▶ **Task**: Rewrite every line of the records below with "pixel coordinates" swapped for "image coordinates" and everything else unchanged. Omit the pictures from your answer.

Dataset excerpts on object pointing:

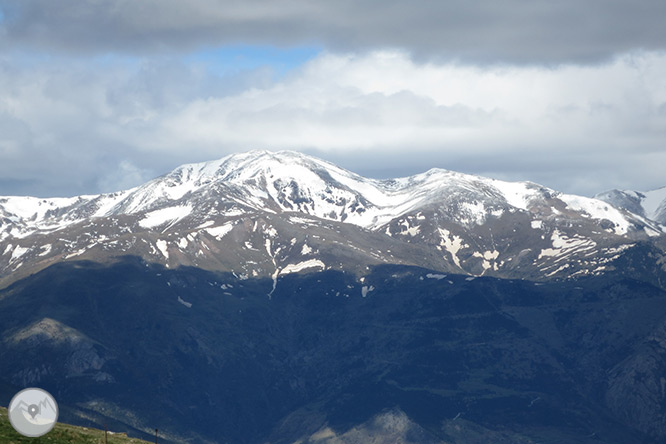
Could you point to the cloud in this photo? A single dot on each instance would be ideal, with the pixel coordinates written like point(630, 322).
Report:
point(69, 127)
point(485, 31)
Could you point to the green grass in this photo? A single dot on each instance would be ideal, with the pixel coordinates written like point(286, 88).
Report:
point(61, 434)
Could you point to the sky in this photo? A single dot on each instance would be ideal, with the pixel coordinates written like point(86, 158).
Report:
point(103, 95)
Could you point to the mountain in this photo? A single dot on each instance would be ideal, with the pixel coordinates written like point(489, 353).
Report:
point(268, 214)
point(64, 434)
point(649, 204)
point(277, 298)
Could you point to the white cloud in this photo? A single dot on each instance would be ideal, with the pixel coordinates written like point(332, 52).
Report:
point(576, 128)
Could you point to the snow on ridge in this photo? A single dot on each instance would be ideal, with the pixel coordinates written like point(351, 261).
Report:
point(597, 209)
point(295, 268)
point(221, 231)
point(654, 203)
point(170, 214)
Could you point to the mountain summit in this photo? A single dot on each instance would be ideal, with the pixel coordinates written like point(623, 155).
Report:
point(276, 298)
point(264, 214)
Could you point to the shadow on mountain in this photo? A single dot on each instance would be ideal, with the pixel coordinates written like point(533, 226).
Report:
point(405, 354)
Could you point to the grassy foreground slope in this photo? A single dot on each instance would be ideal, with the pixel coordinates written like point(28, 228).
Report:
point(61, 433)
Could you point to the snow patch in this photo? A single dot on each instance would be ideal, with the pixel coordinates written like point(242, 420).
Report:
point(452, 244)
point(185, 303)
point(162, 246)
point(46, 249)
point(435, 276)
point(221, 231)
point(295, 268)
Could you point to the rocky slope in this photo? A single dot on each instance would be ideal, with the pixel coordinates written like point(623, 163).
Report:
point(407, 355)
point(266, 214)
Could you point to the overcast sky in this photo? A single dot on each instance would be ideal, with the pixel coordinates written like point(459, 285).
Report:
point(102, 95)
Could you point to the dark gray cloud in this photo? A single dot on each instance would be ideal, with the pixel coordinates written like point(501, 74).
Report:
point(508, 31)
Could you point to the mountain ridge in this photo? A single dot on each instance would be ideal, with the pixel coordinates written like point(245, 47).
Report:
point(253, 208)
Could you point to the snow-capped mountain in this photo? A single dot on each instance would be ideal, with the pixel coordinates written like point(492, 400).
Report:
point(265, 214)
point(649, 204)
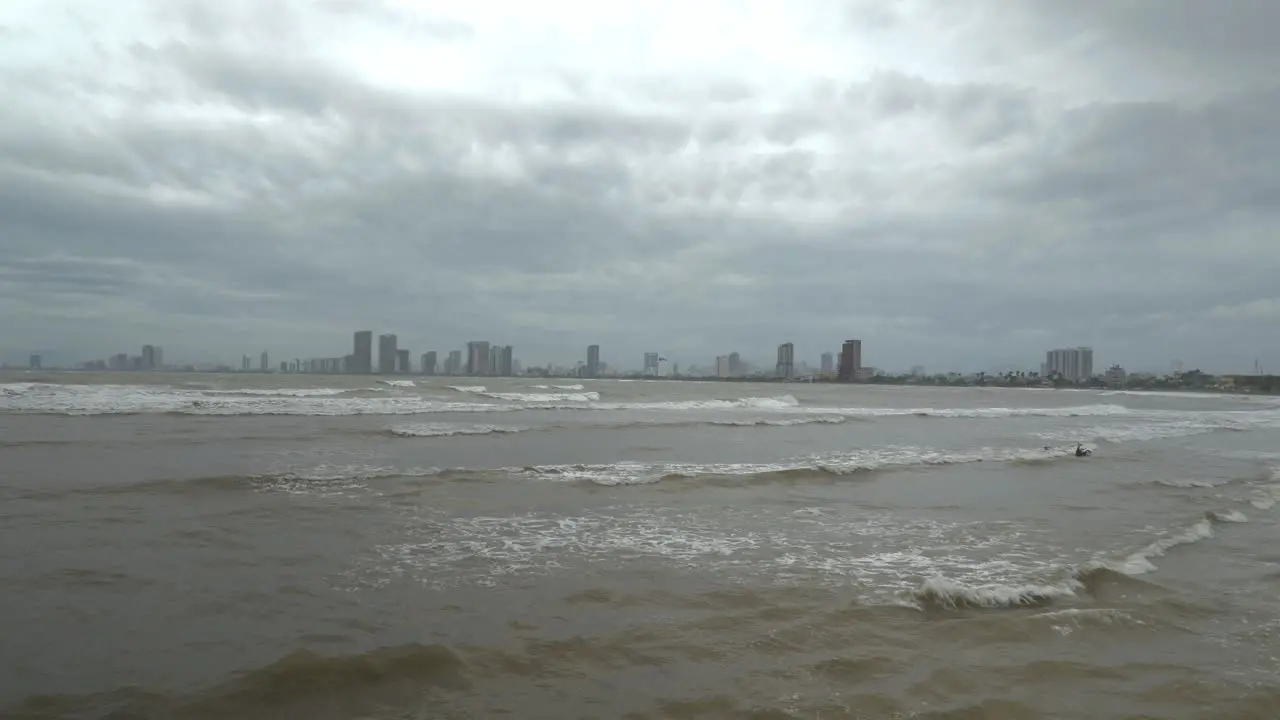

▶ **Solution**:
Could you point to the cloud in this photo? A single dot on each instance would be ideal, with the image coordinates written like point(630, 322).
Report:
point(69, 127)
point(485, 31)
Could you point to the green grass in this photo? A single dot on each instance would be ideal, with the image coordinates written like point(286, 88).
Report:
point(61, 434)
Could you point to the sky in this photo? A single dot on each instance would be ideal, with the image coordinates written like point(86, 158).
Report:
point(103, 95)
Could you point to the mountain in this photo? A single dot on each instance would be ideal, with the image coordinates written like point(489, 353).
Report:
point(268, 214)
point(64, 434)
point(649, 204)
point(277, 298)
Could you point to the white cloud in this photo? A single dot on each instance would be ideal, with the image coordinates written like point(332, 52).
Report:
point(576, 128)
Could you point to the snow on ridge in this photo? A single dot on each instance would be ideal, with the image coordinates written like point(351, 261).
Report:
point(597, 209)
point(295, 268)
point(221, 231)
point(654, 203)
point(170, 214)
Could you point to the mountain summit in this photo? A single dot on each instance would be ideal, with the image coordinates written like point(623, 155).
Report:
point(276, 298)
point(264, 214)
Could you point to the shadow on mountain in this photo? A single dot on each instance would be ideal, with the image coordinates written like point(533, 226).
Report:
point(405, 354)
Could you point to the grassy foreground slope in this photo? A single dot on each instance would be ideal, with the image coordinates written like point(28, 228).
Report:
point(61, 433)
Could you point to the snow patch in this photo? A single dot on each instance would be ideal, with the image coordinates written like point(242, 420).
Report:
point(452, 244)
point(185, 303)
point(162, 246)
point(46, 249)
point(435, 276)
point(221, 231)
point(295, 268)
Could you point to the rocky slope in this photo? A single dot on each instance would be ideal, with the image coordinates written like point(623, 163).
Report:
point(407, 355)
point(266, 214)
Could you point to the overcast sky in this photo? A single dot on each instance would be ideal, with the image coordinates written like point(459, 285).
Report:
point(102, 95)
Could you point to the dark gray cloud in this photo? A single dot on each instance would be ideal, with the image coordinates written like point(501, 74).
Report:
point(508, 31)
Could you point to the mountain ridge in this photo? A single dot on each instance would be ideal, with the image coordinates written like point(245, 47).
Report:
point(253, 208)
Could you point to the snow-capped mountain in this photo? A single dot on each instance would be ideal, with the image coordinates written like point(492, 400).
Report:
point(265, 214)
point(649, 204)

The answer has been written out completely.